◆ Extract to read
------------

MIT and Boston Children’s Hospital Can Now Make 3-D Prints of Hearts

They can produce accurate models of surgical MRI scans within hours.

3D-printed heart

A 3-D-printed heart. Photo by Bryce Vickmark, provided.

Heart surgery is performed all the time in the United States. But despite its relative frequency, the operation is notoriously tricky to plan and undergo.

Now, MIT and Boston’s Children’s Hospital may be able to help ease the process. Researchers from the two institutions designed a system for converting surgical MRI scans into highly accurate, 3-D-printed models of the heart in a matter of hours. Using the models could allow surgeons to plan procedures in a way they can touch, feel, and see—and that they can show patients.

Project leader Polina Golland, a professor of electrical engineering and computer science at MIT, said in a statement that medical 3-D printing could improve operation processes for surgeons, who are often used to learning through tangible experiences. “Our collaborators are convinced that this will make a difference,” she said in the statement. “The phrase I heard is that ‘Surgeons see with their hands,’ that the perception is in the touch.”

------------

◆ Source material
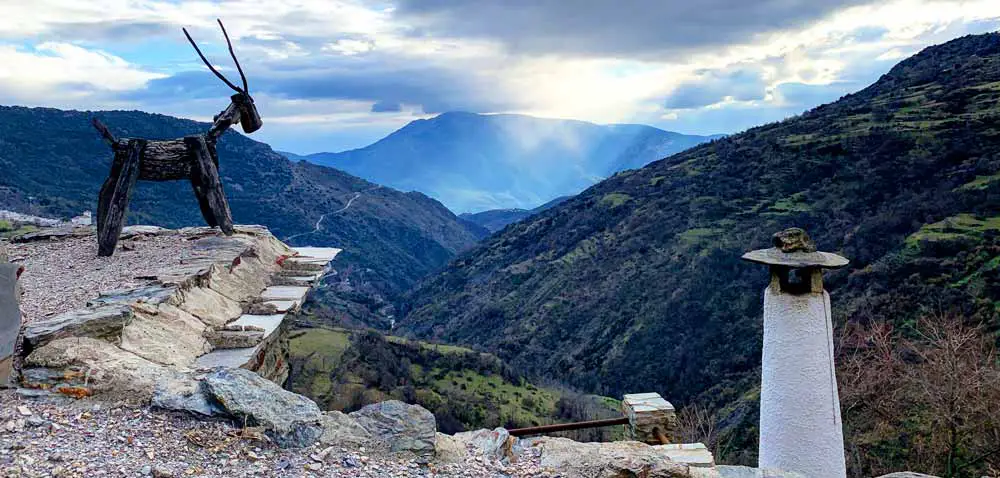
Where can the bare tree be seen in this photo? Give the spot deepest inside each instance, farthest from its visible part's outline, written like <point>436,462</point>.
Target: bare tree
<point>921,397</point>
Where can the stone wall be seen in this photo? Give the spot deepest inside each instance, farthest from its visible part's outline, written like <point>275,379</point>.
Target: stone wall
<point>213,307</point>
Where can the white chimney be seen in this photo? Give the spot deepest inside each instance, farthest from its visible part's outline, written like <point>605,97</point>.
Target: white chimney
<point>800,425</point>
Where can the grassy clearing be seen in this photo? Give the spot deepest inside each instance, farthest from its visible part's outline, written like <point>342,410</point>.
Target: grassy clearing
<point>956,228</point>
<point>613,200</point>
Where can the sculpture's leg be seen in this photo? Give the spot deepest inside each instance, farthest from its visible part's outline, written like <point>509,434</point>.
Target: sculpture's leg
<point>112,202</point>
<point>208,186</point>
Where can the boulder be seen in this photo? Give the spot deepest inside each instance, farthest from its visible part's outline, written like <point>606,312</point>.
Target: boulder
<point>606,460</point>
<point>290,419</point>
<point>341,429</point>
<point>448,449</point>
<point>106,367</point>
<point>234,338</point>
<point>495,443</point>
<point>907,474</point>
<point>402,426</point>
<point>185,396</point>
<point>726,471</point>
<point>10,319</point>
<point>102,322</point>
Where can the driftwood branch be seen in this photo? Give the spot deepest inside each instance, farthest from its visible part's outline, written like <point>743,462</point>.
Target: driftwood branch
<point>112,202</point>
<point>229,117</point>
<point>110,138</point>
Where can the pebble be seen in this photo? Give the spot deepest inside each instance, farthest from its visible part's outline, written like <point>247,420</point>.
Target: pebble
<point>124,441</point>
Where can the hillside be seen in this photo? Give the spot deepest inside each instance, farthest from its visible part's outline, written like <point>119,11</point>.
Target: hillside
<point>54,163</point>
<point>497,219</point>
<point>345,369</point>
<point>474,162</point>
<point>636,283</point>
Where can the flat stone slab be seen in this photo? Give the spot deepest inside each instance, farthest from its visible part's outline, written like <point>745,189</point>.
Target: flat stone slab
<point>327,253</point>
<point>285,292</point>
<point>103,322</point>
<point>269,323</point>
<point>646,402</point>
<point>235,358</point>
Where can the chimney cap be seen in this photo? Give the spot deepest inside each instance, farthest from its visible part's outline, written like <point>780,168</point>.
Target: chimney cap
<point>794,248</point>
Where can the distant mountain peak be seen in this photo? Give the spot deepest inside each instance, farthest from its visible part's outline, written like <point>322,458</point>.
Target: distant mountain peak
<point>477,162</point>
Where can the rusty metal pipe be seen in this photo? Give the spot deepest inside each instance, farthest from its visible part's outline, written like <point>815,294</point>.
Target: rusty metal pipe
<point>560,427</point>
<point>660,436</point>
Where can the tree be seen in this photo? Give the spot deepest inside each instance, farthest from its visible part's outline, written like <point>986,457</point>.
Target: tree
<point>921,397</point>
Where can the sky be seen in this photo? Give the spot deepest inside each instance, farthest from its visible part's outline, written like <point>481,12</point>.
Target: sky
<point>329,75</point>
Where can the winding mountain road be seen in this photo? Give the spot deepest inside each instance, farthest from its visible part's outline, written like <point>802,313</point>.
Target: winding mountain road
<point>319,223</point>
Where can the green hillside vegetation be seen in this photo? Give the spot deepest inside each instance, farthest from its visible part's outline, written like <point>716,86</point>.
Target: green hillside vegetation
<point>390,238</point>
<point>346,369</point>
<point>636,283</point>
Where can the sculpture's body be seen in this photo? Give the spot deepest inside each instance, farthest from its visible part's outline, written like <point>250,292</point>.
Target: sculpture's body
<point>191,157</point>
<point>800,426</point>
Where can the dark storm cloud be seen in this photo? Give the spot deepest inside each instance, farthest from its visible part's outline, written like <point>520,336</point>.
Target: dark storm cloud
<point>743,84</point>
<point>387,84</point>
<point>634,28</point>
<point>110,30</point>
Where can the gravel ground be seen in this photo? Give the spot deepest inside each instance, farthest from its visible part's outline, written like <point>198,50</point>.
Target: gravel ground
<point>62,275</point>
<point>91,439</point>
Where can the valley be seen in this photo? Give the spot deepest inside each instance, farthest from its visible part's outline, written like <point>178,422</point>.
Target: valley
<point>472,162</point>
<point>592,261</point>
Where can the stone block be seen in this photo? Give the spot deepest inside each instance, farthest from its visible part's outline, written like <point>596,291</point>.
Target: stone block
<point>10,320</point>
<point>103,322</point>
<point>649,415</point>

------------

◆ Exercise A
In the article on 3-D-printed hearts, write out the passage starting at "Heart surgery is" and ending at "can show patients.", switching "models" to "replicas".
◆ Exercise B
In the article on 3-D-printed hearts, who leads the project?

◆ Exercise response A
Heart surgery is performed all the time in the United States. But despite its relative frequency, the operation is notoriously tricky to plan and undergo.

Now, MIT and Boston’s Children’s Hospital may be able to help ease the process. Researchers from the two institutions designed a system for converting surgical MRI scans into highly accurate, 3-D-printed replicas of the heart in a matter of hours. Using the replicas could allow surgeons to plan procedures in a way they can touch, feel, and see—and that they can show patients.

◆ Exercise response B
Polina Golland, a professor of electrical engineering and computer science at MIT.